-- Excerpt start --

An approach to AI development that builds safety, security, and governance into the system before deployment. It assumes runtime behaviour must be controlled, not just evaluated after the fact, and that both model and operational risk need shared oversight.
Expanded Definition
secure by design AI is a development posture that treats AI safety, security, and governance as engineering requirements from the start, not as review items after a model is live. In practice, that means threat modeling prompts, tools, model outputs, data flows, and administrative controls before release, then hardening the deployment path so runtime behaviour is constrained by policy, access boundaries, and monitoring. The concept overlaps with secure software design, but it is broader because AI systems can inherit risks from training data, orchestration layers, embedded secrets, and agentic tool use. Standards are still evolving, so usage across vendors is not fully uniform; some teams use it to describe secure AI development, while others mean secure AI operations plus governance. For a baseline governance lens, see the EU Cyber Resilience Act and the NIST framing of secure lifecycle practice in the NIST Security and Privacy Controls. The most common misapplication is treating secure by design AI as a model-quality check, which occurs when teams validate outputs but do not secure identities, secrets, and tool permissions around the system.
Examples and Use Cases
Implementing Secure by Design AI rigorously often introduces slower release cycles and more cross-functional review, requiring organisations to weigh faster experimentation against stronger control over model behaviour and data exposure.
- A team designing an internal agent restricts tool access by role, so the agent can read approved documents but cannot call production systems without explicit approval.
- A model pipeline scans training and retrieval datasets for secrets before deployment, reducing the chance that sensitive credentials are memorised or reproduced. The risk is especially visible in NHIMG research such as the DeepSeek breach.
- Security reviewers require prompt-injection testing and output filtering before launch, rather than waiting for post-deployment abuse reports.
- Administrators separate model administration from business usage, applying zero standing privilege so operators only gain elevated access during a justified change window.

-- Excerpt end --
-- Data extract start --

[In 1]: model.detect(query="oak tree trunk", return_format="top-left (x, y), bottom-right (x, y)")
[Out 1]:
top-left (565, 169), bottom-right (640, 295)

-- Data extract end --

■ Set of tasks ■
**1.** In the entry on secure by design AI, what is named as the most common misapplication of the concept?
**2.** From the entry on secure by design AI, copy the passage starting at the words "Examples and Use" and stopping after the words "post-deployment abuse reports.".

■ Worked solutions ■
**1.** Treating secure by design AI as a model-quality check, where teams validate outputs but don't secure identities, secrets, and tool permissions around the system.

**2.**
Examples and Use Cases
Implementing Secure by Design AI rigorously often introduces slower release cycles and more cross-functional review, requiring organisations to weigh faster experimentation against stronger control over model behaviour and data exposure.
- A team designing an internal agent restricts tool access by role, so the agent can read approved documents but cannot call production systems without explicit approval.
- A model pipeline scans training and retrieval datasets for secrets before deployment, reducing the chance that sensitive credentials are memorised or reproduced. The risk is especially visible in NHIMG research such as the DeepSeek breach.
- Security reviewers require prompt-injection testing and output filtering before launch, rather than waiting for post-deployment abuse reports.